• TASK MATERIAL:
......
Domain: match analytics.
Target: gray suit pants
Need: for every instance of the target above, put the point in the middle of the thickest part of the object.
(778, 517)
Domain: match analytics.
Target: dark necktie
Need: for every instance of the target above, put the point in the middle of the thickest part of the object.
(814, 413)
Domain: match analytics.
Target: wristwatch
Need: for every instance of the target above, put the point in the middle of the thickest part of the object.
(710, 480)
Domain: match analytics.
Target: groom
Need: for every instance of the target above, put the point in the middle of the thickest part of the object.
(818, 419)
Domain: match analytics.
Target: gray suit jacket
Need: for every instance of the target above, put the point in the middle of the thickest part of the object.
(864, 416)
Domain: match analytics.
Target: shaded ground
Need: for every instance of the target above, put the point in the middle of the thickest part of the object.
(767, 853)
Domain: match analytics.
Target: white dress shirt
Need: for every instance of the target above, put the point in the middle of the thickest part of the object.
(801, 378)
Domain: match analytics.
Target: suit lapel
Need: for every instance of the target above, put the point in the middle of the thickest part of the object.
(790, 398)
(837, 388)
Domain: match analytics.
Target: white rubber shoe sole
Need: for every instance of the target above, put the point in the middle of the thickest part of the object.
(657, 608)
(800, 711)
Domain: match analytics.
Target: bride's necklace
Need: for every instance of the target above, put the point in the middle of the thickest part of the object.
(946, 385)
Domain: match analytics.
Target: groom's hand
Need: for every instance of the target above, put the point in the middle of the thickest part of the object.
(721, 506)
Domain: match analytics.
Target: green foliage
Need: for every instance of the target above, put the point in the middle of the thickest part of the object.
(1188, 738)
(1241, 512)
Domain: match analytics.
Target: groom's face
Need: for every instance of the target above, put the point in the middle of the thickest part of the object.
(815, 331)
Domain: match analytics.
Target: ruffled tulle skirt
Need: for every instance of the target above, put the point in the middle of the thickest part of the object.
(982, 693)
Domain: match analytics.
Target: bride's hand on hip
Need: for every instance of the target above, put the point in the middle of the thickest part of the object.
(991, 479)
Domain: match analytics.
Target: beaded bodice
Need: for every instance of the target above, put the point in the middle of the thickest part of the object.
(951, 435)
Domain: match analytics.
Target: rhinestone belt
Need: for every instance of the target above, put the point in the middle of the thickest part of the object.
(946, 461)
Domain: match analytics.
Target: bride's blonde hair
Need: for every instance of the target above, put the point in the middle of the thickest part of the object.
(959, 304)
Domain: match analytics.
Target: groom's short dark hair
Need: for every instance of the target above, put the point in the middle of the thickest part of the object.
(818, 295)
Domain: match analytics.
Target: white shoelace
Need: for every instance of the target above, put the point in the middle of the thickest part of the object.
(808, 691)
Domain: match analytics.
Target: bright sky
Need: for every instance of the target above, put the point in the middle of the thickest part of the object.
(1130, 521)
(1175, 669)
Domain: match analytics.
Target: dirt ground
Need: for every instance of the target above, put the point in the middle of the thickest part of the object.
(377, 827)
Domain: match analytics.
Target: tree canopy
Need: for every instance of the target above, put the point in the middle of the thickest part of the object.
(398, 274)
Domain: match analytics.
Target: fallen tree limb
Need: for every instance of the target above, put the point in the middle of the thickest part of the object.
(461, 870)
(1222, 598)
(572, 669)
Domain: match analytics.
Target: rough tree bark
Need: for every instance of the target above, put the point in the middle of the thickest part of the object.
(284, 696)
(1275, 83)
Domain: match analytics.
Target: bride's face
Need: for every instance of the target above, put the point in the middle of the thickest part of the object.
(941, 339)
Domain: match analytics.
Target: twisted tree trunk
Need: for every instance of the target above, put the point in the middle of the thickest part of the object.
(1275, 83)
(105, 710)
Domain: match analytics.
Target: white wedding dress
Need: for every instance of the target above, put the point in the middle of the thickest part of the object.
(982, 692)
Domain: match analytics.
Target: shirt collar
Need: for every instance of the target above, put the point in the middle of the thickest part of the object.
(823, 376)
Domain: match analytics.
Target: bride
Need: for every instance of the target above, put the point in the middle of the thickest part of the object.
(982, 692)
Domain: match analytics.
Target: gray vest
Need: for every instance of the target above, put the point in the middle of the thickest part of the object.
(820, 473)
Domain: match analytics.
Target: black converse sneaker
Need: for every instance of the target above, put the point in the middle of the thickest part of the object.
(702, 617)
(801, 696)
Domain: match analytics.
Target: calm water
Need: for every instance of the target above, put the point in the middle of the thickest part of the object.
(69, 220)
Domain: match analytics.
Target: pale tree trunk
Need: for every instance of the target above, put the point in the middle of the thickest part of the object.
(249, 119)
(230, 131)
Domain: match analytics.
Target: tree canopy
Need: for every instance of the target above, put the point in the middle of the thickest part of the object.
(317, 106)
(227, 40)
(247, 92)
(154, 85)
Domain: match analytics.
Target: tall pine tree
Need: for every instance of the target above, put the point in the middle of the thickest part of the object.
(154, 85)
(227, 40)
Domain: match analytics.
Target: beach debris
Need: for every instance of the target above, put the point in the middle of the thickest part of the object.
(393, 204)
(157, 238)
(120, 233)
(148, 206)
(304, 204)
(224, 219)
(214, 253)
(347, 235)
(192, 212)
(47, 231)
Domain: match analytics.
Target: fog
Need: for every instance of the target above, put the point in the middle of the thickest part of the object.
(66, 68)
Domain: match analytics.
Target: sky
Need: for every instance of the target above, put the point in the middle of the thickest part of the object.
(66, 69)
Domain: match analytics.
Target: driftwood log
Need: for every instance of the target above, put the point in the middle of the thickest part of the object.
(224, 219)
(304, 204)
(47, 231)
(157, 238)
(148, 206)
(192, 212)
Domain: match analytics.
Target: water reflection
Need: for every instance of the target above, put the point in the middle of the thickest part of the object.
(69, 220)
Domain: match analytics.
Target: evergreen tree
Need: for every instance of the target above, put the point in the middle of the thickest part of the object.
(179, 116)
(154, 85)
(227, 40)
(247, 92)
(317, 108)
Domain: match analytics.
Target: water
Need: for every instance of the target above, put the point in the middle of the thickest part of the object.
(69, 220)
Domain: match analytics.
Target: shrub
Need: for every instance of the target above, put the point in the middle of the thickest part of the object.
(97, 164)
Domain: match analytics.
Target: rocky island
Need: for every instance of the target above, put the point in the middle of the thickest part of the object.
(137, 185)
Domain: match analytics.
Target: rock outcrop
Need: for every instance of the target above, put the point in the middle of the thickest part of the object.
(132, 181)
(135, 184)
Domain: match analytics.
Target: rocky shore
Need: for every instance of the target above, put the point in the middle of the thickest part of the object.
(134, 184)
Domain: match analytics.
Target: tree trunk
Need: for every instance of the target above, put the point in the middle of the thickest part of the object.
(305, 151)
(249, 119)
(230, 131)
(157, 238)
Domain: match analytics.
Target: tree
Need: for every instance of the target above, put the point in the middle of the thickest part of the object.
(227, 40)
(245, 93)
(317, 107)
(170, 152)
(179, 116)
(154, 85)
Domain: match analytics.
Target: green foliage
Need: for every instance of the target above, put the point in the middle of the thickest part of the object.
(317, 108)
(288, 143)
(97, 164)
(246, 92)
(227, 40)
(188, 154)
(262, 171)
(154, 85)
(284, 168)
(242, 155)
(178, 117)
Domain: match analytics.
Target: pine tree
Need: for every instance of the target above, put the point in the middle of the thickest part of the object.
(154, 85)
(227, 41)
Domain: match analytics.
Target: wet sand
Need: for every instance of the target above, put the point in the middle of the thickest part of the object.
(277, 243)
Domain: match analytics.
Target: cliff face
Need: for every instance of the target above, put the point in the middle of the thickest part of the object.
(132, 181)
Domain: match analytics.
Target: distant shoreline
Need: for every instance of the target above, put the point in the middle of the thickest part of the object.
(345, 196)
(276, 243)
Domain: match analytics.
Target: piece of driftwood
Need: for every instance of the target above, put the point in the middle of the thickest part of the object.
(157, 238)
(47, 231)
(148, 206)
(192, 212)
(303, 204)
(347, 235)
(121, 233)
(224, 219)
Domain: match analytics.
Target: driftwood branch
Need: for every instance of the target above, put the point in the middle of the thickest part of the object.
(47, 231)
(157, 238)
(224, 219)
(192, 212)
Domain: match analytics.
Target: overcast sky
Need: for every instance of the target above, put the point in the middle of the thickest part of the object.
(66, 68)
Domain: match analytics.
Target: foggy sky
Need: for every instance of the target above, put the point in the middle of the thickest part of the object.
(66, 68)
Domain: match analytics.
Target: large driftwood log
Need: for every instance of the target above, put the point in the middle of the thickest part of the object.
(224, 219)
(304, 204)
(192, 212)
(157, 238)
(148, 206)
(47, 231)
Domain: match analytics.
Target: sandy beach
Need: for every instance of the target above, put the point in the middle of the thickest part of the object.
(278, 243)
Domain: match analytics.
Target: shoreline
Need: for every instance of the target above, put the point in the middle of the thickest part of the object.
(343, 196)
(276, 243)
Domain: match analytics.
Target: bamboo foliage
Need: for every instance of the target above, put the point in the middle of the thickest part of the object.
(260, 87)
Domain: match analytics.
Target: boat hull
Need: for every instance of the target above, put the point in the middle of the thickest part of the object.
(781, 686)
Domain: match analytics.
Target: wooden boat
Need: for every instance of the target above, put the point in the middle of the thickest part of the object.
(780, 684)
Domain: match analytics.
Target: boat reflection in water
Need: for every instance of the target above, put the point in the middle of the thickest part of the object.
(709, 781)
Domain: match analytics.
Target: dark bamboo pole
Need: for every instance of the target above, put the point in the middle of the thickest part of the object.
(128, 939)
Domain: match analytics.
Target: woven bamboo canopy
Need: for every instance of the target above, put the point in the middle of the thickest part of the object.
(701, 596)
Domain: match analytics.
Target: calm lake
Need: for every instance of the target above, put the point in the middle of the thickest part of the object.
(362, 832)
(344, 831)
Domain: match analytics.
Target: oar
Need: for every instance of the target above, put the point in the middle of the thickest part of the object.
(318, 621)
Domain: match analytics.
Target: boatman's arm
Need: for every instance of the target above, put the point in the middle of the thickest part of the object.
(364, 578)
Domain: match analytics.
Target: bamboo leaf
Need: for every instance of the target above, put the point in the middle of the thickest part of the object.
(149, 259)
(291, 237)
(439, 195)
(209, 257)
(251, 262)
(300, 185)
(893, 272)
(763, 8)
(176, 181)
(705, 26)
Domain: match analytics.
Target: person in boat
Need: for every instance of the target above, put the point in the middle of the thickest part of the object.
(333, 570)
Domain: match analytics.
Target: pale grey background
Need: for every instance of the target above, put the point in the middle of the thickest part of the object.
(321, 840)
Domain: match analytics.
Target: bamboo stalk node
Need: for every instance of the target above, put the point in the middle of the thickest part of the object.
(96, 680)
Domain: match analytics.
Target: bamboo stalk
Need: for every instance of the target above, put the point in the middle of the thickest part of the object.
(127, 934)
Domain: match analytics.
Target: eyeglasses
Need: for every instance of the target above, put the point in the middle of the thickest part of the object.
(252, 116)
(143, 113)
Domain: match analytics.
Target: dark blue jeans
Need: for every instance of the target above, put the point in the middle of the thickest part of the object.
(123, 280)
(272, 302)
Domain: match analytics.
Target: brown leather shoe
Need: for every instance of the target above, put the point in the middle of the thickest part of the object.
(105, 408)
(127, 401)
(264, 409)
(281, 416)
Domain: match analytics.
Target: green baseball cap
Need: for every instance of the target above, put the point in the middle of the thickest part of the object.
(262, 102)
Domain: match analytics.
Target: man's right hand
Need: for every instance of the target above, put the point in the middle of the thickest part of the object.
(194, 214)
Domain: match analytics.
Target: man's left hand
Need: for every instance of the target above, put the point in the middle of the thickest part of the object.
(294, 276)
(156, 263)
......
• TASK DETAILS:
Every line above that includes the word "face" should be listed.

• SOLVED EXERCISE:
Target: groom's face
Target: bride's face
Target: cliff face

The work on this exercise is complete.